(Saved entries)
## Begin
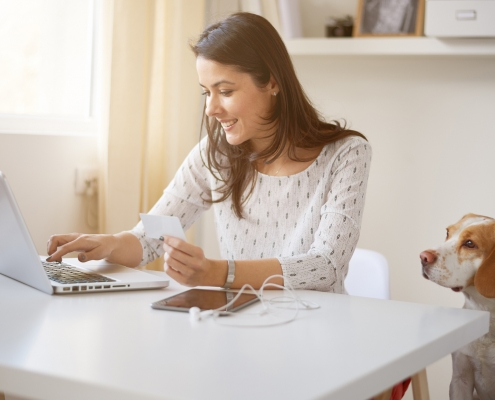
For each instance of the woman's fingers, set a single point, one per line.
(83, 243)
(58, 240)
(184, 262)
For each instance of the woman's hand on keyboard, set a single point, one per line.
(123, 248)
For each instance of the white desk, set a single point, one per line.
(114, 346)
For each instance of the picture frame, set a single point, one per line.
(388, 18)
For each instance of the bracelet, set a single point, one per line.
(230, 274)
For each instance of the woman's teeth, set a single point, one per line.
(228, 124)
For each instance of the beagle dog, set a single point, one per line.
(465, 263)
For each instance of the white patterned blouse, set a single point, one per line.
(309, 221)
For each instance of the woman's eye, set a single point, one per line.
(469, 244)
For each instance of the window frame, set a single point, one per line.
(65, 125)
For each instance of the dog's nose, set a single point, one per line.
(427, 257)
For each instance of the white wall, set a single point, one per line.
(41, 171)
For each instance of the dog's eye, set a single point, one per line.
(469, 244)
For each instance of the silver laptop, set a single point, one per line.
(19, 260)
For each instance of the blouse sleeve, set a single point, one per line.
(324, 267)
(185, 197)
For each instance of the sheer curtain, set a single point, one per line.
(153, 107)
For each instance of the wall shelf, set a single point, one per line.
(390, 46)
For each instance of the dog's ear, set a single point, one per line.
(484, 280)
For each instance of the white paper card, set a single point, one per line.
(162, 225)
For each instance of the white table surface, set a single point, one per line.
(115, 346)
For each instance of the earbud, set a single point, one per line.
(195, 314)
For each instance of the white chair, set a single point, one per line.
(368, 275)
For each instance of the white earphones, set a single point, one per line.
(195, 313)
(269, 308)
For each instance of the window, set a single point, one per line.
(47, 66)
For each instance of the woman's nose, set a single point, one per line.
(212, 106)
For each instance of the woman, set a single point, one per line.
(287, 188)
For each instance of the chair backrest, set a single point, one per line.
(368, 275)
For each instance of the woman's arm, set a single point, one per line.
(323, 265)
(188, 265)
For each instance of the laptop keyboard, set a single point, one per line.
(67, 274)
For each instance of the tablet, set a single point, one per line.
(205, 299)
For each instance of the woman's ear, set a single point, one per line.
(484, 280)
(273, 85)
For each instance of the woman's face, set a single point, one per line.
(236, 102)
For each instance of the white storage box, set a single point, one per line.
(465, 18)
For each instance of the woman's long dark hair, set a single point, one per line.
(252, 45)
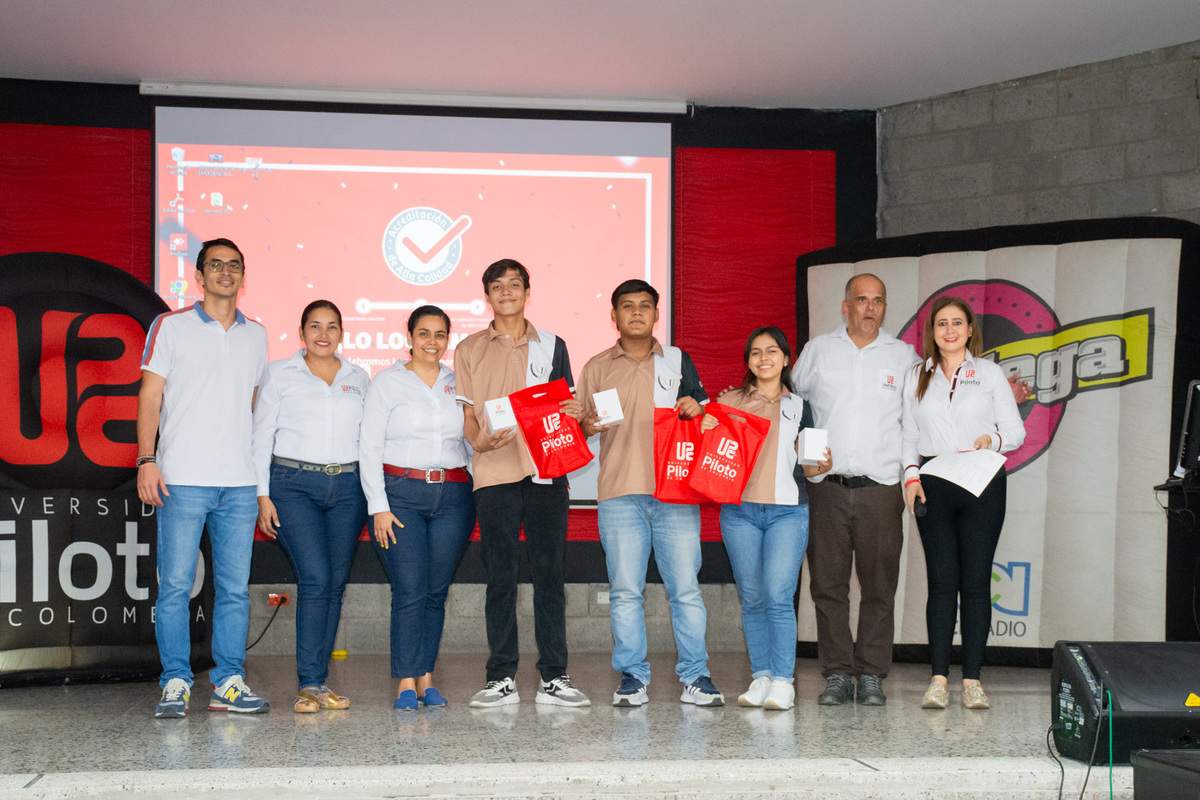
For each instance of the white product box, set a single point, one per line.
(499, 414)
(607, 407)
(811, 445)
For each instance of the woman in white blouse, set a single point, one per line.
(419, 493)
(306, 447)
(957, 402)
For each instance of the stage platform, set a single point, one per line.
(102, 741)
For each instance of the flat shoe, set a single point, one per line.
(936, 697)
(331, 701)
(975, 698)
(406, 701)
(306, 703)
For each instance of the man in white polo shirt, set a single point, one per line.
(853, 380)
(199, 373)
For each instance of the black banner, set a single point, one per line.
(77, 548)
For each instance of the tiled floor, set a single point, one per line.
(108, 728)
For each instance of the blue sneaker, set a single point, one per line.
(173, 704)
(234, 696)
(406, 702)
(630, 693)
(702, 692)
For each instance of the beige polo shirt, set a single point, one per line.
(489, 365)
(773, 480)
(627, 449)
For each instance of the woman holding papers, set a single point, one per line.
(958, 402)
(305, 445)
(414, 473)
(766, 535)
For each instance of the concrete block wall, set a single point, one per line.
(1114, 138)
(366, 619)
## End
Starting at the line that contains "For each instance of the tiled" and ending at the last line of the data, rewrite every line, with 124 added to both coordinate values of each point.

For each instance of the tiled floor, set a single point, one per line.
(232, 852)
For each instance of the blue sneaker, set a single point, one per line.
(297, 828)
(358, 820)
(530, 826)
(754, 817)
(826, 816)
For each instance of the beige polo shirt, set a single point, one per line.
(613, 489)
(897, 604)
(751, 573)
For each instance of the woman holding papers, set a single point, one per line.
(1082, 526)
(429, 569)
(538, 597)
(890, 659)
For each instance of the concrete block wall, set a single point, one per line.
(1238, 262)
(490, 743)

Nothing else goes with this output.